Exercise tasks:
**a.** Answer these from the blog post on moral choices in video games:
(i) About how many hours did the writer spend playing Mass Effect 2 last weekend?
(ii) What character did the writer choose in World of Warcraft?
(iii) How many times did the writer play the first Mass Effect?
**b.** Repeat the passage of the blog post on moral choices in video games between "In the first" and "rather, well… confused.", inclusive.
**c.** The blog post on moral choices in video games gives examples of straightforward moral choices offered by Mass Effect 2. List every one.

Source excerpt:
____________
Life, technology, the internet, gaming, politics, and the rest
1 Feb
Last weekend I spent about 10 hours playing Mass Effect 2. I won’t bore the non-gamers out there with superlatives on how fantastic it is, what a totally immersive gaming experience it provides, and how utterly compelling the story is.
Except I just did, but that’s not the point I’m trying to make today.
For most of videogame history you as the gamer didn’t have any moral choices to make in a game. You were the Good Guy and the goal of the game was to defeat the Bad Guys.
This gradually changed as gamers grew up and videogame designers got more comfortable with moral ambiguity in a game’s storyline. Now a lot of games allow the player to make choices that directly or indirectly affect the plot and outcome of the game.
Back in the day when these types of games first came out, I always chose the ‘evil’ options. In any Star Wars game I was the Sith Lord, choosing the Dark Side of the Force while betraying friendships and killing good guys.
In the first Fable I was so thoroughly evil that halfway through the game my character had already spawned horns and caused entire villages to evacuate at the first sight of me.
When World of Warcraft came out I only chose an Alliance Night Elf because my buddies played Alliance, but I really wanted an Undead Warlock to wreak havoc with. (I’ve since become totally committed to my NE Druid but that’s mostly because of the class’s überness.)
And don’t even get me started on one of my all-time favourites: Carmageddon.
But games got more refined, and what started out as simple black & white choices between good and evil has now turned in to a landscape of shades of grey. The Bioware game studio is considered a master of games with moral choices, and their latest product has left me feeling rather, well… confused.
The game I’m talking about is of course Mass Effect 2, and the confusion stems from a sudden inability on my part to make ‘evil’ choices.
Mass Effect 2 is a sequel (of course), and I played the first Mass Effect twice - one as the ‘good guy’ and one as an evil bastard. I thoroughly enjoyed both versions. The ending of the game wasn’t affected too much, but the whole feel and mood of the game changed. Overall I wasn’t too bothered by the choices I made, I just wanted to play the game to its full potential.
Mass Effect 2, however, has changed things. ME2 offers abundant opportunities to make moral choices, and many choices are pretty straightforward - kill or let live, steal or give back, lie or be truthful.
But some choices you have to make aren’t so monochrome. Do I intimidate and hurt this man to give me vital information that can save lives, or do I go easy on him? Do I kill this repentant bad guy, or do I let him go and trust he won’t commit more crimes? Do I shoot the frightened hostage aiming a gun at me, or do I try to talk him down from his panic?
And those are just the direct choices. The game is rife with choices that have deeper meaning and longer-lasting repercussions. Do I take the quick and often violent way through missions, bullying and intimidating my way around, generating more money for myself and my team members so the better, bugger guns are available faster and I can save the universe more efficiently? Or do I walk the straight and narrow path which invariably makes it more difficult and challenging, but the trail of corpses and devastated lives in my wake will be considerably thinner?
What used to make these choices so easy is the realisation that it really was just a game I was playing. Pixels on a screen, bits and bytes, lines of code, all that jazz. But Mass Effect 2 is such an advanced game, graphically and gameplay-wise, that you don’t feel like you’re playing a game. You become immersed in it, you are part of the game, and the choices you make in the game somehow reflect on you as a person.
____________
Record list:
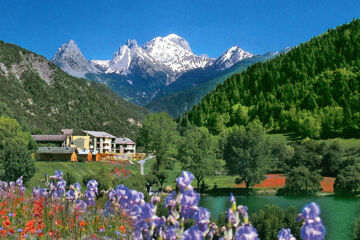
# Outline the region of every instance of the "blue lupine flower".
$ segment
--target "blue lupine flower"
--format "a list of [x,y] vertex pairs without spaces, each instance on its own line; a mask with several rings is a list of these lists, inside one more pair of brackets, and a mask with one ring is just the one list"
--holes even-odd
[[235,234],[235,240],[259,240],[256,229],[249,225],[242,225]]
[[19,187],[23,185],[22,177],[20,177],[20,178],[18,178],[18,180],[16,180],[16,185],[18,185]]
[[95,192],[87,190],[85,192],[84,200],[87,205],[94,206],[95,205]]
[[194,175],[192,175],[190,172],[183,171],[181,176],[176,178],[176,183],[180,191],[189,187],[193,179]]
[[70,189],[69,191],[66,192],[65,194],[66,200],[72,202],[75,199],[75,191]]
[[243,216],[244,222],[248,223],[249,215],[247,213],[247,210],[248,210],[247,206],[239,205],[237,209],[238,209],[239,213],[241,214],[241,216]]
[[87,209],[87,204],[83,200],[76,200],[75,202],[75,210],[78,212],[85,212]]
[[177,240],[176,232],[178,230],[179,230],[178,226],[174,226],[174,225],[167,226],[165,230],[165,235],[166,235],[165,239]]
[[50,179],[61,180],[62,176],[63,176],[62,171],[56,170],[55,173],[54,173],[54,176],[50,176]]
[[33,188],[33,198],[39,198],[40,197],[40,186],[36,186]]
[[311,202],[311,203],[307,204],[302,210],[302,216],[305,219],[307,219],[307,218],[315,219],[315,218],[319,217],[320,216],[320,206],[315,202]]
[[282,228],[278,233],[279,240],[296,240],[289,228]]
[[56,184],[56,187],[57,187],[58,189],[63,189],[64,192],[65,192],[66,181],[65,181],[65,180],[60,180],[60,181],[58,181],[57,184]]
[[200,195],[193,189],[184,190],[181,197],[181,205],[199,205]]
[[80,183],[78,183],[78,182],[74,183],[74,188],[76,191],[81,192],[81,184]]
[[87,188],[89,191],[93,191],[95,192],[96,194],[98,193],[98,189],[97,189],[97,186],[98,186],[98,182],[96,180],[90,180],[88,183],[87,183]]
[[325,238],[326,229],[318,217],[317,220],[307,219],[300,229],[303,240],[322,240]]
[[182,240],[202,240],[202,239],[204,239],[204,233],[195,226],[187,229],[182,236]]

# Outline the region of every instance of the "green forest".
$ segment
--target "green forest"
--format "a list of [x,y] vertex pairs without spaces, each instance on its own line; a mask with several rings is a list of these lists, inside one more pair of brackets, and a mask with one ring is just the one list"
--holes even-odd
[[2,41],[0,85],[0,115],[16,118],[32,134],[73,128],[135,137],[148,114],[105,85],[71,77],[44,57]]
[[359,136],[360,20],[232,75],[180,117],[213,134],[258,119],[302,137]]

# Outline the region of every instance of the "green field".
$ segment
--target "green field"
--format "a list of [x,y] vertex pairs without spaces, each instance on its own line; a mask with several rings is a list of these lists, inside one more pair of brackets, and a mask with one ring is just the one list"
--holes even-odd
[[[76,177],[76,181],[81,183],[84,176],[90,174],[96,174],[101,168],[105,168],[106,172],[111,174],[111,171],[116,168],[121,169],[124,167],[121,164],[107,163],[107,162],[48,162],[48,161],[36,161],[36,173],[29,182],[28,189],[32,189],[36,185],[41,186],[41,179],[48,174],[49,176],[54,174],[55,170],[60,170],[64,174],[70,172]],[[129,164],[125,167],[131,173],[140,173],[140,165],[138,163]]]
[[[331,143],[332,141],[339,141],[340,145],[344,150],[352,148],[352,147],[360,147],[360,139],[355,138],[334,138],[327,140],[318,140],[320,142]],[[288,144],[292,141],[295,141],[291,134],[270,134],[270,141],[272,143],[277,142],[287,142]],[[145,174],[148,174],[151,170],[151,165],[155,161],[155,159],[150,159],[145,164]],[[29,189],[32,189],[34,186],[39,185],[40,180],[44,178],[45,174],[53,174],[55,170],[61,170],[63,173],[70,172],[76,178],[78,182],[81,182],[82,178],[86,175],[97,173],[102,167],[105,168],[106,172],[110,172],[116,168],[121,169],[121,165],[105,163],[105,162],[36,162],[36,173],[34,177],[31,179],[29,183]],[[137,163],[132,165],[127,165],[126,169],[130,170],[132,173],[139,174],[140,166]],[[174,168],[172,170],[168,170],[168,178],[164,183],[164,187],[172,186],[175,187],[175,179],[181,174],[181,166],[179,163],[174,164]],[[217,184],[218,188],[231,188],[235,184],[234,176],[211,176],[205,178],[206,185],[209,188],[213,188],[214,184]],[[196,181],[193,182],[193,186],[196,186]]]

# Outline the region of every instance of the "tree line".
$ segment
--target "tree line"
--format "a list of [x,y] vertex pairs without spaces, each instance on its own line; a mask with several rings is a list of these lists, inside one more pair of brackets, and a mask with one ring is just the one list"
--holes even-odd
____________
Solutions:
**a.**
(i) About 10 hours.
(ii) An Alliance Night Elf.
(iii) Twice.

**b.**
In the first Fable I was so thoroughly evil that halfway through the game my character had already spawned horns and caused entire villages to evacuate at the first sight of me.
When World of Warcraft came out I only chose an Alliance Night Elf because my buddies played Alliance, but I really wanted an Undead Warlock to wreak havoc with. (I’ve since become totally committed to my NE Druid but that’s mostly because of the class’s überness.)
And don’t even get me started on one of my all-time favourites: Carmageddon.
But games got more refined, and what started out as simple black & white choices between good and evil has now turned in to a landscape of shades of grey. The Bioware game studio is considered a master of games with moral choices, and their latest product has left me feeling rather, well… confused.

**c.**
- Kill or let live
- Steal or give back
- Lie or be truthful